■ Exercise details
From the material below, pull each line containing the string "hood".

■ Data
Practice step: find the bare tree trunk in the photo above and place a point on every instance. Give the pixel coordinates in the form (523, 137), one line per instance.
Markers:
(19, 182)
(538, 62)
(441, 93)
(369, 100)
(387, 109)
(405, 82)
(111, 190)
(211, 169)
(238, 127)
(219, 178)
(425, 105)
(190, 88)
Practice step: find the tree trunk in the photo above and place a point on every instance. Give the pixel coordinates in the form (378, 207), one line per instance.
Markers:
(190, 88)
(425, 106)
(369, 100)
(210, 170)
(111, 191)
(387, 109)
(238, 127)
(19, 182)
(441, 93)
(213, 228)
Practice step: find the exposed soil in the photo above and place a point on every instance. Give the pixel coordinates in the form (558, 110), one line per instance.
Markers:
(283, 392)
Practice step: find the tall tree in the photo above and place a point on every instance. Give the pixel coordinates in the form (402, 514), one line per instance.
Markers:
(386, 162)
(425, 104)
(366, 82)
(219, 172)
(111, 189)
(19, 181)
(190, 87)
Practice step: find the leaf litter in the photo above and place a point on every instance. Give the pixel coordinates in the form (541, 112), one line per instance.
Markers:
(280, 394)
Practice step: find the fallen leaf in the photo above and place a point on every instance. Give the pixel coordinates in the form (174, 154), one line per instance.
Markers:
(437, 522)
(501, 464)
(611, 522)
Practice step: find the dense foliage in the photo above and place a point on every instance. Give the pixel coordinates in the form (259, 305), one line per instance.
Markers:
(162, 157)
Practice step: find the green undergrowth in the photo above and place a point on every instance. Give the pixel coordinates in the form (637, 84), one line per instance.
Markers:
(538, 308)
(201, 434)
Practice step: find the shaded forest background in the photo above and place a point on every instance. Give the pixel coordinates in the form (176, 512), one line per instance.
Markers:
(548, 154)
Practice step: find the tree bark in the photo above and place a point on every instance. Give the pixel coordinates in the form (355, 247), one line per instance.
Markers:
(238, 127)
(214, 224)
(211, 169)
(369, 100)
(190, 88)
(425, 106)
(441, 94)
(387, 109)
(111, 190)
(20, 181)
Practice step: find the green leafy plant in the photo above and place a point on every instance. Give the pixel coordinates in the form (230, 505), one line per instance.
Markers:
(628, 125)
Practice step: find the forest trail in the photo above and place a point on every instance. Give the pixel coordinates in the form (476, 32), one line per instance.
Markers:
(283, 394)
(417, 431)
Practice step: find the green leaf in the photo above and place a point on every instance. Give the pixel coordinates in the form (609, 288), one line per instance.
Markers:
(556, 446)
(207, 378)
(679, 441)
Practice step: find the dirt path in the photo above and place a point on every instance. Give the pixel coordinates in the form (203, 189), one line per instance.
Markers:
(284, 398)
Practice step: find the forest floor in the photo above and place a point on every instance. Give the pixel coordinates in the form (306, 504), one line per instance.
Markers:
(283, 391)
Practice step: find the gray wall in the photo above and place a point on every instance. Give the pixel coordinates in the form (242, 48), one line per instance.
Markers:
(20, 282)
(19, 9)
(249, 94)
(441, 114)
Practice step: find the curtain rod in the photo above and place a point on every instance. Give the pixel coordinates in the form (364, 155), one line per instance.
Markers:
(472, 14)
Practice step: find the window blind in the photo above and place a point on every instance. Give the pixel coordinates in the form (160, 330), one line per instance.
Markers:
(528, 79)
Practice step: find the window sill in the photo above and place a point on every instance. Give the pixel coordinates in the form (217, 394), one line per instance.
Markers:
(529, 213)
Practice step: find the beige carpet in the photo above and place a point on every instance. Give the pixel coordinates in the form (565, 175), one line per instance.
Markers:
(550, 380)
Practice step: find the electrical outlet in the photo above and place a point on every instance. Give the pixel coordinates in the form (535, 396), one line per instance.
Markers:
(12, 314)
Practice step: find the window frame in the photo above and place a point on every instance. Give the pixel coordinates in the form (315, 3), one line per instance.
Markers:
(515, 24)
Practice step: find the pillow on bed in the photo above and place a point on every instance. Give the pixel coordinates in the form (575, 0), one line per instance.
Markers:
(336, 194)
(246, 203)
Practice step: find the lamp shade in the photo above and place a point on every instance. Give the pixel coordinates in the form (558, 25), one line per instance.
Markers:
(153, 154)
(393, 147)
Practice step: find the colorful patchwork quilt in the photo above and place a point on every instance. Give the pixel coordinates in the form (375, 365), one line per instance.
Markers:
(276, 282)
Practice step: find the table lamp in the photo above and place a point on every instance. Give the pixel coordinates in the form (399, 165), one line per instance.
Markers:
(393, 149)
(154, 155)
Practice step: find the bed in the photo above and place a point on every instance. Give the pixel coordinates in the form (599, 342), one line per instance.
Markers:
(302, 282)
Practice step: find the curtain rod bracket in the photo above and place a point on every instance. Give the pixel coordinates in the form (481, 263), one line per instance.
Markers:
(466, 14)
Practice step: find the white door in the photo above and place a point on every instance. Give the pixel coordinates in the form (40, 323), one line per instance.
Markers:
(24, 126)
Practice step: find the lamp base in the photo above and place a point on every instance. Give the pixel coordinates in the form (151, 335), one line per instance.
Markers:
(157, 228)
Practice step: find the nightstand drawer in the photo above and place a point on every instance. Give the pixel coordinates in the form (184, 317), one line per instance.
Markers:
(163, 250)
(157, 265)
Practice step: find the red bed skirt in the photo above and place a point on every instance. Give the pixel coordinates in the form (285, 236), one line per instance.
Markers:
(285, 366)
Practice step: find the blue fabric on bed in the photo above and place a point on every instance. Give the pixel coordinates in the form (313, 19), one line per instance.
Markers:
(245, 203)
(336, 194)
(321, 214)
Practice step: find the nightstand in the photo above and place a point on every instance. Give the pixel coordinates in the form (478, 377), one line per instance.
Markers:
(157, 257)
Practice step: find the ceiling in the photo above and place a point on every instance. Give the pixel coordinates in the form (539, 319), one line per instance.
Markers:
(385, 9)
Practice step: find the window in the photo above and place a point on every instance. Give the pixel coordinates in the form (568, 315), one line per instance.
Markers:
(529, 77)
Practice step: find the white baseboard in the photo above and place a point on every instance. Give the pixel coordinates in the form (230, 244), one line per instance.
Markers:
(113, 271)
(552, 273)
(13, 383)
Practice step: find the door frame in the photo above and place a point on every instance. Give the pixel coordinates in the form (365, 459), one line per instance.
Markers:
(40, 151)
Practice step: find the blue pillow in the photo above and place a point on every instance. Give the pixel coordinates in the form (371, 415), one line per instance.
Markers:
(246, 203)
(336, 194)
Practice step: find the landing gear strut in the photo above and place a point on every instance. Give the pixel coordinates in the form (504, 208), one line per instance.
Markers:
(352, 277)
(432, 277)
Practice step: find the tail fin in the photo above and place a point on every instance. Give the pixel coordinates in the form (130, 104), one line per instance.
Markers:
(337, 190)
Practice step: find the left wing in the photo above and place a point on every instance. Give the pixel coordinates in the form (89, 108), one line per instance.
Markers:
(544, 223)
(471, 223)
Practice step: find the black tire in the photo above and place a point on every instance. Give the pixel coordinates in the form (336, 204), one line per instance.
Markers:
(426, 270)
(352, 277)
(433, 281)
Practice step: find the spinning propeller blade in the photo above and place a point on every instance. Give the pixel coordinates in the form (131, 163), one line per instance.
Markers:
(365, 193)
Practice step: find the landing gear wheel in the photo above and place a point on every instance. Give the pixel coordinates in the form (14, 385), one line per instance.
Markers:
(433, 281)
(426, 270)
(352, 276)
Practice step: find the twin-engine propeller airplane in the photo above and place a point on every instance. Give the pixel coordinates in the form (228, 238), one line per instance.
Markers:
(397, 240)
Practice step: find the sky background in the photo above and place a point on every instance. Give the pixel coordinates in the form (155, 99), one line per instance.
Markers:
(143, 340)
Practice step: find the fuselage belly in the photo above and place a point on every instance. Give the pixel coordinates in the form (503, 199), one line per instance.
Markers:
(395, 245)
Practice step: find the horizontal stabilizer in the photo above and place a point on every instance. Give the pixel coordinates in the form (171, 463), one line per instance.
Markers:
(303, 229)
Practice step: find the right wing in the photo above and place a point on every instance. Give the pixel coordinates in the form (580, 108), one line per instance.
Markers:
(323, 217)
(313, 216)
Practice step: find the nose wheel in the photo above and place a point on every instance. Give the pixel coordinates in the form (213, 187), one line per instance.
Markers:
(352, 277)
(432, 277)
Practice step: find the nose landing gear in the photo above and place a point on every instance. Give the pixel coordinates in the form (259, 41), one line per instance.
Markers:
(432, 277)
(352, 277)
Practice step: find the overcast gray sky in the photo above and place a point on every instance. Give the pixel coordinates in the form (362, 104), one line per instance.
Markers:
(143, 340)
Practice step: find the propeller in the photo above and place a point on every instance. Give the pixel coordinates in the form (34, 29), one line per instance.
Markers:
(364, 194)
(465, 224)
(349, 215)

---

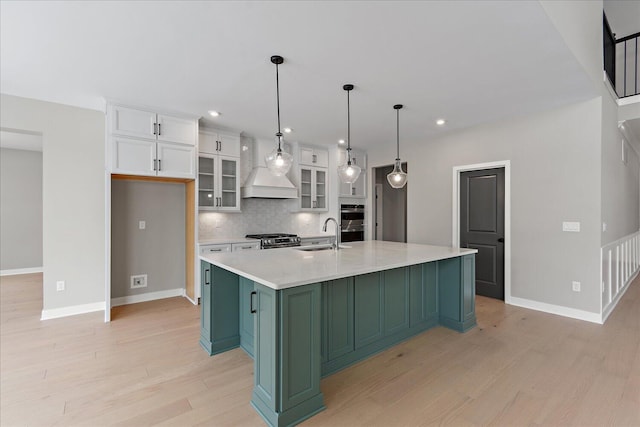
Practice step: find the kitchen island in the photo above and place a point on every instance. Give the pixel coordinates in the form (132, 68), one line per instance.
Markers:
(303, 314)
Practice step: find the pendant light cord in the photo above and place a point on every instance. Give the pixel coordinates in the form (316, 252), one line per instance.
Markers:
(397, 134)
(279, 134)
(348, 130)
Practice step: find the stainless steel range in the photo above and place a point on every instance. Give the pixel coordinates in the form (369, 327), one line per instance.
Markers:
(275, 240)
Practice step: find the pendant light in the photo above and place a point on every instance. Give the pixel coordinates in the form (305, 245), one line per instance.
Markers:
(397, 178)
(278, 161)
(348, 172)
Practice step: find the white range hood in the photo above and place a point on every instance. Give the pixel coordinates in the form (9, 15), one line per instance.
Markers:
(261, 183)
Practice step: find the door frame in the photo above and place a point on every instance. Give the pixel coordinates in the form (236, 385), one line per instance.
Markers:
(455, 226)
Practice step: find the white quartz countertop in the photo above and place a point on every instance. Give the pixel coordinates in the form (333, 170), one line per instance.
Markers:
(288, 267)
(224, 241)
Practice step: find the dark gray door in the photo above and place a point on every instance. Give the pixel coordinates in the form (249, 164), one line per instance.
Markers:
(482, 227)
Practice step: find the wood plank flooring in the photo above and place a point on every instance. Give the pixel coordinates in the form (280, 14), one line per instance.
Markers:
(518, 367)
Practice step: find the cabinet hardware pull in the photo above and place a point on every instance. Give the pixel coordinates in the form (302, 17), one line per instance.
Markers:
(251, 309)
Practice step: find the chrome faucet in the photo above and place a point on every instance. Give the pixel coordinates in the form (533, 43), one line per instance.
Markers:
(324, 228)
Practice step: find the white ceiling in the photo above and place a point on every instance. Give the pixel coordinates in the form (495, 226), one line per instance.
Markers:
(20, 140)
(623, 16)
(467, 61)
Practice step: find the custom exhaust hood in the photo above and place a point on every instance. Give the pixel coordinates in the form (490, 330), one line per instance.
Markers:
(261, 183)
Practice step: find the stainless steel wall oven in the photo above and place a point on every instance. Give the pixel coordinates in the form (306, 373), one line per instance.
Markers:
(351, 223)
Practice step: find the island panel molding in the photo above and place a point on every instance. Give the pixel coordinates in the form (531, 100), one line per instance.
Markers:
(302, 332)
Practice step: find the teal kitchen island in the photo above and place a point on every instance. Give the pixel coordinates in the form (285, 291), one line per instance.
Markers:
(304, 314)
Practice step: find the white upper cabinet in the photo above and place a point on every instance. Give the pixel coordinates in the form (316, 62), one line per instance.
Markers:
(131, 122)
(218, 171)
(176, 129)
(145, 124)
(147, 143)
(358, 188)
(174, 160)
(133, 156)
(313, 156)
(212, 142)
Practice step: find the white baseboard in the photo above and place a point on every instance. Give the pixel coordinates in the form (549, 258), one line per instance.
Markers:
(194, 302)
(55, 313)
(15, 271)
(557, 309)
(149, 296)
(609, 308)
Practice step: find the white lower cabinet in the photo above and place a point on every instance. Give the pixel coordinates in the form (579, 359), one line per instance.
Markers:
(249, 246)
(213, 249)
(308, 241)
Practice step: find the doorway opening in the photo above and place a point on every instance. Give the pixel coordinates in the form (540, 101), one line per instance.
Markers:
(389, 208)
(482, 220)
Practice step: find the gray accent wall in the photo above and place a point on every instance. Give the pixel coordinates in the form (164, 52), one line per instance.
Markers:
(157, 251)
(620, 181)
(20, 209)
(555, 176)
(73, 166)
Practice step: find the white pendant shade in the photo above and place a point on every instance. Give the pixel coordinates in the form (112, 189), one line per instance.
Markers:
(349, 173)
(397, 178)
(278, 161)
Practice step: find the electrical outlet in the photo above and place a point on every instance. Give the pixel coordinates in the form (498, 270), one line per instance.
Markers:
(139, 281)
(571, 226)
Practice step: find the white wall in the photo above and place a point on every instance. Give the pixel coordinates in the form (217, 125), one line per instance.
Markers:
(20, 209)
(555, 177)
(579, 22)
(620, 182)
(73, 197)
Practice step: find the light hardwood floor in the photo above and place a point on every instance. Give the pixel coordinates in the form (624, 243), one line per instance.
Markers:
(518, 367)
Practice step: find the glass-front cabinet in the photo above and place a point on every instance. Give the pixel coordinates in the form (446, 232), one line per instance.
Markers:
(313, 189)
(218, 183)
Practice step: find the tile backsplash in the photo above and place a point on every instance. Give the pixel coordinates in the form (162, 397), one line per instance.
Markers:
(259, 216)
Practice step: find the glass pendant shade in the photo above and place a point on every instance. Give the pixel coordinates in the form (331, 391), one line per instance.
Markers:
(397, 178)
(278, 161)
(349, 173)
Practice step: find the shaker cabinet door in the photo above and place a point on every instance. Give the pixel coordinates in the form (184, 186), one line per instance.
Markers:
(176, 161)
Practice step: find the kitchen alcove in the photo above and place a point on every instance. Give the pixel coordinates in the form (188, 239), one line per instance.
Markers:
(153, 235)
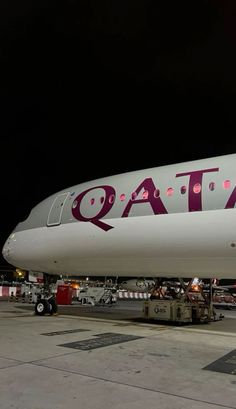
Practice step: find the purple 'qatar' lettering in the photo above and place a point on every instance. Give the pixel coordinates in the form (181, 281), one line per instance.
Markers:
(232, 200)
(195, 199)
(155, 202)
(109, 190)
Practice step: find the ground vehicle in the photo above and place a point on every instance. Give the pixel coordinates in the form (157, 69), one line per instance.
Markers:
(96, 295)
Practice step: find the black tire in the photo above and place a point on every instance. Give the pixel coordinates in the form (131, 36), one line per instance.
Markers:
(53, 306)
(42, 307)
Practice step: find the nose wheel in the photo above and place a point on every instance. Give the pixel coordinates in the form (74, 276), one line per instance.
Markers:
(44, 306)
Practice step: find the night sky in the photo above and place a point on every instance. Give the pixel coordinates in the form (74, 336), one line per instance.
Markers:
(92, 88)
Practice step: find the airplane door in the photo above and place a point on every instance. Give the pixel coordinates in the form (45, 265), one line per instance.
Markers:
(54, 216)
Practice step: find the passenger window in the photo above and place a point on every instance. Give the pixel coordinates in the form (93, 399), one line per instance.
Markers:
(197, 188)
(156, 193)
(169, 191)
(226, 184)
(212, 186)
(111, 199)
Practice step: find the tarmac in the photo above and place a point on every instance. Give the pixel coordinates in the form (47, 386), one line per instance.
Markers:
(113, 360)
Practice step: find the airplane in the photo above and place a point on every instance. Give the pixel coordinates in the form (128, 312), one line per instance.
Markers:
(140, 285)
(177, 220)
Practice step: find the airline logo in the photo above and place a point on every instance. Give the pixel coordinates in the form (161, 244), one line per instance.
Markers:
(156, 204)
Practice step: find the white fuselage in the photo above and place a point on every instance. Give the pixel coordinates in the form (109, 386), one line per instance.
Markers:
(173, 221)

■ Response to the exercise
Practice step: find the white range hood in the photo above and place a point on every instance. Give the pixel coordinates in the form (9, 15), one line per instance.
Practice step: find the custom exhaust hood in the photo above and place a point on every instance. Give the pixel coordinates in the form (490, 330), one line per instance.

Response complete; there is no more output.